---------- Source document

Wednesday, January 13, 2016

Tangential tangents on Tigers and the Tigeresque

excerpt from Brian Massumi's What Animals Teach Us About Politics
Think of a child playing the animal. It is certainly easy to sentimentalize the scene. But what if we take it seriously— that is, look to the aspects of it that are truly ludic in the most creative sense. Simondon writes that the child’s consciousness of the animal involves far more than the simple recognition of its substantial form. One look at a tiger, however fleeting and incomplete, whether it be in the zoo or in a book or in a film or video, and presto! the child is tigerized. Transformation-in-place. The perception itself is a vital gesture. The child immediately sets about, not imitating the tiger’s substantial form as he saw it, but rather giving it life— giving it more life. The child plays the tiger in situations in which the child has never seen a tiger. More than that, it plays the tiger in situations no tiger has ever seen, in which no earthly tiger has ever set paw. The child immediately launches itself into a movement of surpassing the given, remaining remarkably faithful to the theme of the tiger, not in its conventionality but from the angle of its processual potentiality.

--------------------
---------- Entries shown

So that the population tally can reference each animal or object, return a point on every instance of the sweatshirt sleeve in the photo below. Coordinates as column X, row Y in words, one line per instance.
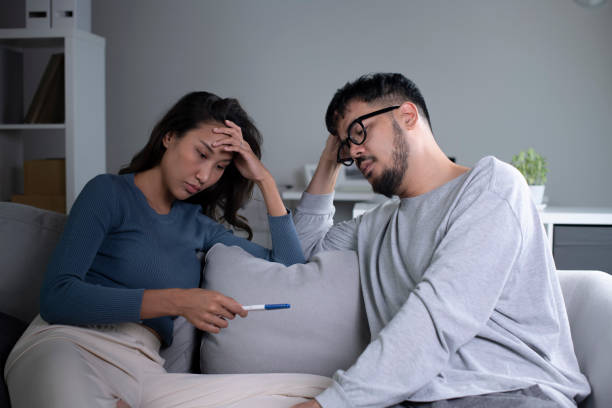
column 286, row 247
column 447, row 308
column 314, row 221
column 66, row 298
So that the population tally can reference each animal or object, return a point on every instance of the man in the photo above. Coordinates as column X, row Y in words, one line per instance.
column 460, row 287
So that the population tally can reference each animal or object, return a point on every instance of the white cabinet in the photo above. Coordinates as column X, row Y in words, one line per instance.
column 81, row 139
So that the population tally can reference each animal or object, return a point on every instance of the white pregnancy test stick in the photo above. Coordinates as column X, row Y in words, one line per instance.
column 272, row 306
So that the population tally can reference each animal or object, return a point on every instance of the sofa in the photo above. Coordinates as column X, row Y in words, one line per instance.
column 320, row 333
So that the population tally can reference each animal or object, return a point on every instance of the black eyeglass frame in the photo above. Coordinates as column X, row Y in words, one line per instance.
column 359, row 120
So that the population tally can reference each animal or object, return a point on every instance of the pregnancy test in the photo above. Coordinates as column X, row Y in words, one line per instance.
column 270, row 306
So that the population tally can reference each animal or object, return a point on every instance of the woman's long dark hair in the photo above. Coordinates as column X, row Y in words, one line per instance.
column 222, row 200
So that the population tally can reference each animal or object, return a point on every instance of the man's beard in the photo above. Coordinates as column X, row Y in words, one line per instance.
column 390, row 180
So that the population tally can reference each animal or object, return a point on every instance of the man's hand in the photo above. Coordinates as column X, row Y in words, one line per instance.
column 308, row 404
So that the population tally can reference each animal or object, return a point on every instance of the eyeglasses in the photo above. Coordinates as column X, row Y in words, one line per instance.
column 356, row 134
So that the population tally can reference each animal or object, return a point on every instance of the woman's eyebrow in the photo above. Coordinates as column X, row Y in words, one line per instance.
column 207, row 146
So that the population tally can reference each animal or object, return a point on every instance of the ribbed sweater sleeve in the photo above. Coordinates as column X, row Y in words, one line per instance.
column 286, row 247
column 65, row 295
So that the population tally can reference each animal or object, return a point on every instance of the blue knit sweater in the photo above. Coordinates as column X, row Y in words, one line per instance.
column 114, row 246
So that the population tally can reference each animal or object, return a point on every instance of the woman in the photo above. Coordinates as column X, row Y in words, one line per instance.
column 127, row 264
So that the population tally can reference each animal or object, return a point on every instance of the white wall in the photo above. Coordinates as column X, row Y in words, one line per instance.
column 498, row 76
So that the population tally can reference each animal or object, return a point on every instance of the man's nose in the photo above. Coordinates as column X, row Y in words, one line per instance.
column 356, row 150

--------------------

» **Exercises**
**A)** Please update the records from the line containing "the man's hand" through the line containing "column 65, row 295", replacing "population tally" with "wildlife census" and leaving everything else unchanged. Return only those lines.
**B)** Write the next part of the passage on the child playing the tiger, starting after its final sentence.

» **Answers for this exercise**
**A)**
So that the wildlife census can reference each animal or object, return a point on every instance of the man's hand in the photo above. Coordinates as column X, row Y in words, one line per instance.
column 308, row 404
So that the wildlife census can reference each animal or object, return a point on every instance of the eyeglasses in the photo above. Coordinates as column X, row Y in words, one line per instance.
column 356, row 134
So that the wildlife census can reference each animal or object, return a point on every instance of the woman's eyebrow in the photo above. Coordinates as column X, row Y in words, one line per instance.
column 207, row 146
So that the wildlife census can reference each animal or object, return a point on every instance of the ribbed sweater sleeve in the photo above. Coordinates as column X, row Y in words, one line per instance.
column 286, row 247
column 65, row 295

**B)**
Remaining processually faithful to a vital theme has nothing to do with reproducing it. On the contrary, it involves giving it a new interpretation, in the musical sense of performing a new variation on it. The child does not imitate the visible corporeal form of the tiger. It prolongs the tiger’s style of activity, transposed into the movements of the child’s own corporeality. What the child caught a glimpse of was the dynamism of the tiger, as a form of life. The child saw the tiger’s vitality affect: the potentially creative powers of life enveloped in the visible corporeal form. The tiger’s vitality affect passes through what a formal analysis might isolate as its corporeal form. But it never coincides with that visible form. The life’s powers that come to expression through the form’s deformations sweep the form up within their own supernormal dynamism, which moves through the given situation, toward others further down the line. This transsituational movement is in excess over the form. It is the very movement of the visually given form’s processual self-surpassing. This is what the child saw— all of it, in a glimpse; all in a flash. Not just a generic animal shape: a singular vital movement sweepingly immanent to the visible form. What children see: the immanence of a life. Not “the” tiger: tigritude. Children do not just catch sight of a tiger form. They have an intuitively aesthetic vision of the tigeresque as a dynamic form of life. It is this they transpose when they play animal. Not onto their own form but into their own vital movements.
[...]
Across the serial variations, tigritude begins to escape. It begins to surpass given situations in which we might reasonably expect a tiger to find itself, and the modes of importance those situations present. The tensions of tigeresque corporeality in- forms the childlike corporeality in play. It immanently animates it— and is animated by it in return. The replay series stretches out the tigeresque tensions, prolonging them into a transindividual tensor. The situational tensions put into play undergo an inventively deforming pressure that vectorizes them in the direction of the supernor-mal. Tigritude takes flight. The givens of the tigeresque situation, as conventionally known, are surpassed, following exploratory tensors extrapolating from the child’s enthusiasm of the body (Massumi 2014: 86).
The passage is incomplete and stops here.